● Aim of the exercise
Would you return every entry, exactly as it is written?

● Exercise inputs
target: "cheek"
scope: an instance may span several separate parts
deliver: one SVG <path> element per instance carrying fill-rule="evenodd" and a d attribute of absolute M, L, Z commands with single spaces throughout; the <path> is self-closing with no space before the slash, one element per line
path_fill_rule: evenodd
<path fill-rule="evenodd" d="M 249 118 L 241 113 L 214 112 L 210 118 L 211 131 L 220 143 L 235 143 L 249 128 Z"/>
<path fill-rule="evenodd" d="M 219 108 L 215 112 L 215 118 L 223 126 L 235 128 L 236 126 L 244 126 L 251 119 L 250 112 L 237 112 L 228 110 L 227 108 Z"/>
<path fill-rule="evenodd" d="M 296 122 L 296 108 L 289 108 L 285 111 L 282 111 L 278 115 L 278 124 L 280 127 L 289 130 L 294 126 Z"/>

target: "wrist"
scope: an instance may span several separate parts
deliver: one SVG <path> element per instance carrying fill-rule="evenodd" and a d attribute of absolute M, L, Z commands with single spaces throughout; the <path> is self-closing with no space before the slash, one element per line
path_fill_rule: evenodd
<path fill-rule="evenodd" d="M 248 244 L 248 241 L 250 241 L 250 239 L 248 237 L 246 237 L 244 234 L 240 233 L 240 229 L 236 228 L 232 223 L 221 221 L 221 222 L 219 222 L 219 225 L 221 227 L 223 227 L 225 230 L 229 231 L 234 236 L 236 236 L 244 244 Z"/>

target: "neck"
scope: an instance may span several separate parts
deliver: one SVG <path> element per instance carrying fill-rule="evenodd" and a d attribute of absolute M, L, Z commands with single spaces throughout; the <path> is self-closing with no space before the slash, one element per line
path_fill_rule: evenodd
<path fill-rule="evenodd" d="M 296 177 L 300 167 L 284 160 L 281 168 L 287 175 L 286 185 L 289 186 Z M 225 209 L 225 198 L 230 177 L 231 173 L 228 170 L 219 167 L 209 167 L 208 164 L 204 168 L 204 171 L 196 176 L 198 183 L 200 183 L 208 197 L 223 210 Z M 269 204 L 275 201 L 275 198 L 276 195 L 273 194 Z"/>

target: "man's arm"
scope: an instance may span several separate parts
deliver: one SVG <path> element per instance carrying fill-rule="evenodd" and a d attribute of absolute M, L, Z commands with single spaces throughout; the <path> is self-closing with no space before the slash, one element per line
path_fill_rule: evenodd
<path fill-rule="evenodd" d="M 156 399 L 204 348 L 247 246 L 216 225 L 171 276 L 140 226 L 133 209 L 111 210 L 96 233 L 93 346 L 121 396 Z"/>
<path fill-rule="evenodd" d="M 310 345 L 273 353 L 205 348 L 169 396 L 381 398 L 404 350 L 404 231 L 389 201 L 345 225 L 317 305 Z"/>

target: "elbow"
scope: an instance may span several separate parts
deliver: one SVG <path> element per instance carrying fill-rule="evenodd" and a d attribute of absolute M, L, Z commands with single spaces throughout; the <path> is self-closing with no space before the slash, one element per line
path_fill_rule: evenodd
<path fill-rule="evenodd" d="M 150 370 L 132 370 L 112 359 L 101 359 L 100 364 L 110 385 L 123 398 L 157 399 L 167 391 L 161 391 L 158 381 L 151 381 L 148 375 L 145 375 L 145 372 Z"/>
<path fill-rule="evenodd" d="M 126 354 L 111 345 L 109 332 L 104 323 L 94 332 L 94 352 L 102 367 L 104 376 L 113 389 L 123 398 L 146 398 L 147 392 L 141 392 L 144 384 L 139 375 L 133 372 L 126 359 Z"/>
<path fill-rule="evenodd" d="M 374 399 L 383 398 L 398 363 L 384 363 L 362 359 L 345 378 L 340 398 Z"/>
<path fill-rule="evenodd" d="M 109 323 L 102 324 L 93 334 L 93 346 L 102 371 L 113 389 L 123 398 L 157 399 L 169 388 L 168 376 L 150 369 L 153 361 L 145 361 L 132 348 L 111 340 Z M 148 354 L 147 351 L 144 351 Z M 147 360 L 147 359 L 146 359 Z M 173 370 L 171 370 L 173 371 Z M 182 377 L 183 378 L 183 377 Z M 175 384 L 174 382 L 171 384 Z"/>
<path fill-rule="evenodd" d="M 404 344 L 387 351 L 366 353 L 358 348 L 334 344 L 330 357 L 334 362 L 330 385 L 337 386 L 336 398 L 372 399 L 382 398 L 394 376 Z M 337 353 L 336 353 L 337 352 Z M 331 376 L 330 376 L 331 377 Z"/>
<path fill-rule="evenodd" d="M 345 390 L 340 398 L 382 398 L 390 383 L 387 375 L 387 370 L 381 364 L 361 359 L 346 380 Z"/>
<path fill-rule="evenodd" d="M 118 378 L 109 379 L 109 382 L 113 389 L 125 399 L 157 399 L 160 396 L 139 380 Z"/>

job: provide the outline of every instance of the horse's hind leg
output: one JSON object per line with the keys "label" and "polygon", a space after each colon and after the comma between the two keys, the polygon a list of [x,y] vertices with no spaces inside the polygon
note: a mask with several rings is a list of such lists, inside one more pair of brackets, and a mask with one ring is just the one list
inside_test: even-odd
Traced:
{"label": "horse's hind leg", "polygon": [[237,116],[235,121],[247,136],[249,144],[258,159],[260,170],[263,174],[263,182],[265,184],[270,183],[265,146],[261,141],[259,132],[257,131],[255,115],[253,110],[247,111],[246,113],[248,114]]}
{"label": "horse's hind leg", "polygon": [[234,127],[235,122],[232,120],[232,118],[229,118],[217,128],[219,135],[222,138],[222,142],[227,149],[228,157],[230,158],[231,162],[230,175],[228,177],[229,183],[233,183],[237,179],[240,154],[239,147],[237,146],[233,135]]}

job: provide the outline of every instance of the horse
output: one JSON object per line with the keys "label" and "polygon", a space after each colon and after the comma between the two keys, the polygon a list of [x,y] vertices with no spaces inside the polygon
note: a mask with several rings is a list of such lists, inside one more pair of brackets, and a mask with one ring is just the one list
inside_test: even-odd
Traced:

● Result below
target: "cheek"
scope: an instance may span several separate parts
deliver: one SVG <path> element per instance carrying fill-rule="evenodd" and a d attribute of absolute M, L, Z commands with single spaces throughout; the <path> is self-closing with no space before the slash, one element per line
path_fill_rule: evenodd
<path fill-rule="evenodd" d="M 249 118 L 241 113 L 214 112 L 210 118 L 211 131 L 220 143 L 235 143 L 249 128 Z"/>
<path fill-rule="evenodd" d="M 219 108 L 215 112 L 215 118 L 223 126 L 235 128 L 236 126 L 244 126 L 251 119 L 250 112 L 237 112 L 228 110 L 227 108 Z"/>
<path fill-rule="evenodd" d="M 296 122 L 296 108 L 289 108 L 285 111 L 282 111 L 278 115 L 278 124 L 280 127 L 289 130 L 294 126 Z"/>

target: "wrist"
scope: an instance may span several separate parts
deliver: one SVG <path> element per instance carrying fill-rule="evenodd" and a d attribute of absolute M, L, Z commands with single spaces throughout; the <path> is self-closing with no space before the slash, one element per line
path_fill_rule: evenodd
<path fill-rule="evenodd" d="M 248 244 L 248 241 L 250 241 L 250 239 L 248 237 L 246 237 L 244 234 L 240 233 L 240 229 L 236 228 L 232 223 L 221 221 L 221 222 L 219 222 L 219 225 L 221 227 L 223 227 L 225 230 L 229 231 L 234 236 L 236 236 L 244 244 Z"/>

target: "neck"
scope: an instance may span several separate parts
deliver: one SVG <path> element per instance carrying fill-rule="evenodd" and a d attribute of absolute M, L, Z commands with single spaces throughout; the <path> is self-closing with no space before the slash, one element per line
path_fill_rule: evenodd
<path fill-rule="evenodd" d="M 296 177 L 300 167 L 284 160 L 281 168 L 287 175 L 286 185 L 289 186 Z M 225 209 L 225 198 L 230 177 L 231 173 L 228 170 L 219 167 L 209 167 L 208 164 L 204 168 L 204 171 L 196 176 L 198 183 L 200 183 L 208 197 L 223 210 Z M 269 204 L 275 201 L 275 198 L 276 195 L 273 194 Z"/>

target: "man's arm"
scope: an instance may span several separate parts
deliver: one SVG <path> element per instance carrying fill-rule="evenodd" and a d attribute of absolute M, L, Z commands with single spaces throughout; the <path> is self-closing with no space before the slash, one element per line
path_fill_rule: evenodd
<path fill-rule="evenodd" d="M 156 399 L 204 348 L 247 246 L 216 225 L 171 276 L 140 226 L 133 209 L 111 210 L 96 233 L 93 346 L 121 396 Z"/>
<path fill-rule="evenodd" d="M 310 345 L 273 353 L 205 348 L 169 396 L 381 398 L 404 350 L 404 231 L 389 201 L 345 225 L 317 305 Z"/>

target: "elbow"
scope: an instance may span several separate parts
deliver: one SVG <path> element per instance carrying fill-rule="evenodd" and a d attribute of absolute M, L, Z commands with single spaces throughout; the <path> is self-closing with no space before the slash, one element per line
path_fill_rule: evenodd
<path fill-rule="evenodd" d="M 150 370 L 132 370 L 112 359 L 101 359 L 100 364 L 110 385 L 123 398 L 157 399 L 167 391 L 161 391 L 158 381 L 151 381 L 148 375 L 145 375 L 145 372 Z"/>
<path fill-rule="evenodd" d="M 126 354 L 111 345 L 109 332 L 104 323 L 94 332 L 94 352 L 102 367 L 104 376 L 113 389 L 123 398 L 146 398 L 147 392 L 141 392 L 144 384 L 139 375 L 133 372 L 126 359 Z"/>
<path fill-rule="evenodd" d="M 374 399 L 383 398 L 398 363 L 384 363 L 362 359 L 345 378 L 340 398 Z"/>
<path fill-rule="evenodd" d="M 109 323 L 102 324 L 93 334 L 93 346 L 102 371 L 113 389 L 123 398 L 157 399 L 169 388 L 168 376 L 150 369 L 153 361 L 145 361 L 132 348 L 111 340 Z M 148 354 L 147 351 L 144 351 Z M 147 360 L 147 359 L 146 359 Z M 173 370 L 171 370 L 173 371 Z M 182 377 L 183 378 L 183 377 Z M 175 384 L 174 382 L 171 384 Z"/>
<path fill-rule="evenodd" d="M 404 344 L 387 351 L 366 353 L 358 348 L 334 344 L 330 357 L 334 362 L 330 385 L 337 386 L 336 398 L 372 399 L 382 398 L 394 376 Z M 337 353 L 336 353 L 337 352 Z M 331 376 L 330 376 L 331 377 Z"/>
<path fill-rule="evenodd" d="M 345 390 L 340 398 L 382 398 L 390 383 L 387 375 L 387 370 L 381 364 L 361 359 L 346 380 Z"/>
<path fill-rule="evenodd" d="M 118 378 L 109 379 L 109 382 L 113 389 L 125 399 L 157 399 L 160 396 L 139 380 Z"/>

job: provide the outline of every instance of the horse's hind leg
output: one JSON object per line with the keys "label" and "polygon", a space after each colon and after the comma between the two keys, the polygon a list of [x,y] vertices with no spaces inside the polygon
note: a mask with several rings is a list of such lists, inside one more pair of brackets, and a mask with one ring is just the one list
inside_test: even-odd
Traced:
{"label": "horse's hind leg", "polygon": [[237,116],[235,121],[247,136],[249,144],[258,159],[260,170],[263,174],[263,182],[265,184],[270,183],[265,146],[261,141],[259,132],[257,131],[255,115],[253,110],[247,111],[246,113],[248,114]]}
{"label": "horse's hind leg", "polygon": [[234,127],[235,122],[232,120],[232,118],[229,118],[217,128],[219,135],[222,138],[222,142],[227,149],[228,157],[230,158],[231,162],[230,175],[228,177],[229,183],[233,183],[237,179],[240,154],[239,147],[237,146],[233,135]]}

job: provide the outline of every instance of the horse
output: one JSON object per line with the keys "label" and "polygon", a space after each colon and after the comma between the two keys, the polygon a list of [x,y] vertices with no spaces inside the polygon
note: a mask with several rings is a list of such lists, inside one more pair of brackets, and a mask with one ring is just the one list
inside_test: even-odd
Traced:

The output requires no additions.